▶ Stated goal
Print all the entries verbatim.

▶ Input material
•••
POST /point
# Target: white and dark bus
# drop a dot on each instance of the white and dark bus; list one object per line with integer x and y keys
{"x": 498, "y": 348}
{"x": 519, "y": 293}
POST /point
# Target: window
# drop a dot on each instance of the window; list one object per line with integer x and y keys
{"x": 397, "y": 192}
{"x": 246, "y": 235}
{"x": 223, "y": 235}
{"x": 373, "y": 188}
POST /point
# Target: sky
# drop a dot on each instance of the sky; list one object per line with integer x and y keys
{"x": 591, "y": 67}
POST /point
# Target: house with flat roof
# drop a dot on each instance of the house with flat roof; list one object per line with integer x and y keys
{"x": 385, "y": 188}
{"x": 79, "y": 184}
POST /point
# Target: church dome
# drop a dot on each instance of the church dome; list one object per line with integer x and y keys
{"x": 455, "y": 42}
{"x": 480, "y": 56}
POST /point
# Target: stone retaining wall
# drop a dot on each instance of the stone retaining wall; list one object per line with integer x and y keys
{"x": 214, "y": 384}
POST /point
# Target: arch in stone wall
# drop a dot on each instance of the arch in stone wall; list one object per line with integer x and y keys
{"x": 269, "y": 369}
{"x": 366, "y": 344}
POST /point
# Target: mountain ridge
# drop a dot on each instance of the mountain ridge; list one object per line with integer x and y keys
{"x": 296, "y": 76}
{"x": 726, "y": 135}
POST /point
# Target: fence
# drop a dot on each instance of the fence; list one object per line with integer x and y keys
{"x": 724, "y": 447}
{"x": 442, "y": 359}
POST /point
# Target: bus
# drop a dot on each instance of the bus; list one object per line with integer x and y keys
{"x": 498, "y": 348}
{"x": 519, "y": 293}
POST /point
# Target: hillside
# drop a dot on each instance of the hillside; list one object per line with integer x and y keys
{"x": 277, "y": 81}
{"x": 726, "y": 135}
•••
▶ Solution for this exercise
POST /point
# Target: white and dark bus
# drop a dot on each instance of the white and dark bus; list one object per line with integer x and y keys
{"x": 498, "y": 348}
{"x": 519, "y": 293}
POST /point
# Target: window
# drop a dot on each instance of the window; list one object per line with integer x and y keys
{"x": 397, "y": 192}
{"x": 246, "y": 235}
{"x": 223, "y": 235}
{"x": 373, "y": 188}
POST /point
# Target: sky
# drop a dot on each instance of the sky; list one object per line with integer x and y keys
{"x": 591, "y": 67}
POST /point
# Target: house with flat roof
# drop a dot on each instance of the house with flat roof; list one object per line with integer x and y keys
{"x": 385, "y": 188}
{"x": 79, "y": 184}
POST /point
# Target: church dome
# drop a dot on each instance of the church dome; list one object per line with integer x and y keys
{"x": 455, "y": 42}
{"x": 480, "y": 56}
POST /point
# Target: stone retaining wall
# drop a dot on each instance of the stone retaining wall; list one object per line with integer x and y keys
{"x": 214, "y": 384}
POST /point
# Target: arch in stone wall
# drop a dot on each instance of the arch in stone wall; list one object per line with integer x and y keys
{"x": 269, "y": 369}
{"x": 366, "y": 344}
POST /point
# Target: mountain ridge
# drop a dot on each instance of the mountain ridge; list one object per line with integer x and y keys
{"x": 296, "y": 76}
{"x": 726, "y": 135}
POST /point
# Target: fence
# drop a dot on each instance of the fence; list one object per line with integer x and y keys
{"x": 724, "y": 447}
{"x": 442, "y": 359}
POST /point
# Target: bus
# drop a dot on each instance of the bus; list one object per line with integer x and y keys
{"x": 498, "y": 348}
{"x": 519, "y": 293}
POST /point
# Target: hillside
# drop a dot on each instance of the hillside; list one object per line with integer x and y keys
{"x": 277, "y": 81}
{"x": 726, "y": 135}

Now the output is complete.